◆ **Given problem**
State how many of the lines below contain the word "goes", and give only that number.

◆ **Extracted data**
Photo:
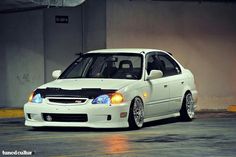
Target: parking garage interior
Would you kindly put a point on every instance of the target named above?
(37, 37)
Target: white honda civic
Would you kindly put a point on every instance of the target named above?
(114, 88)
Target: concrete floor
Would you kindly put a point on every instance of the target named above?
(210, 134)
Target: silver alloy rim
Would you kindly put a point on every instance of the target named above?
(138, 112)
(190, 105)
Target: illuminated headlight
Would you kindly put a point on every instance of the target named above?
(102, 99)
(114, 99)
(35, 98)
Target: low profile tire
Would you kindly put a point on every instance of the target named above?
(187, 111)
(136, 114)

==

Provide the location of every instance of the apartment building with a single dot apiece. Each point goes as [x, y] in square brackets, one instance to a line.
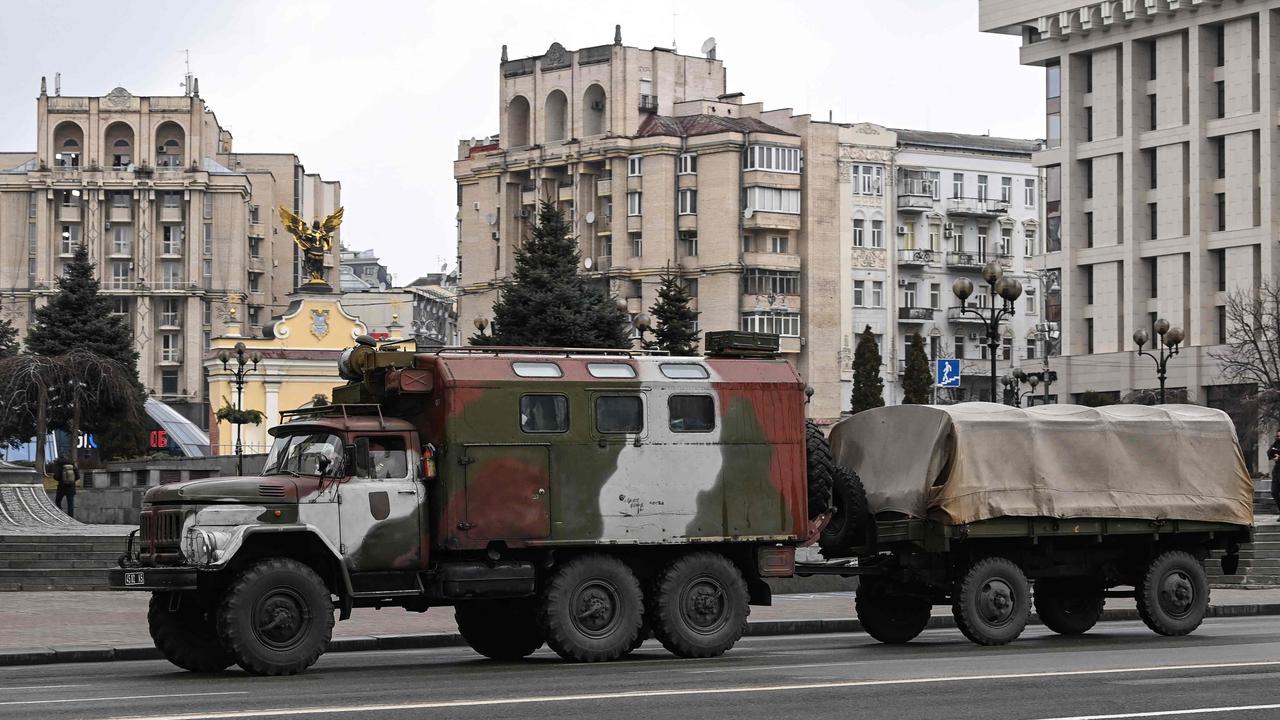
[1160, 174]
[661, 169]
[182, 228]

...

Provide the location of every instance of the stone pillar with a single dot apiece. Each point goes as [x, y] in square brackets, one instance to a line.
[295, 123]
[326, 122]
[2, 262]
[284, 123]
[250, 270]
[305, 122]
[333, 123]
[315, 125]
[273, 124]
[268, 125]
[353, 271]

◆ **Solution to this task**
2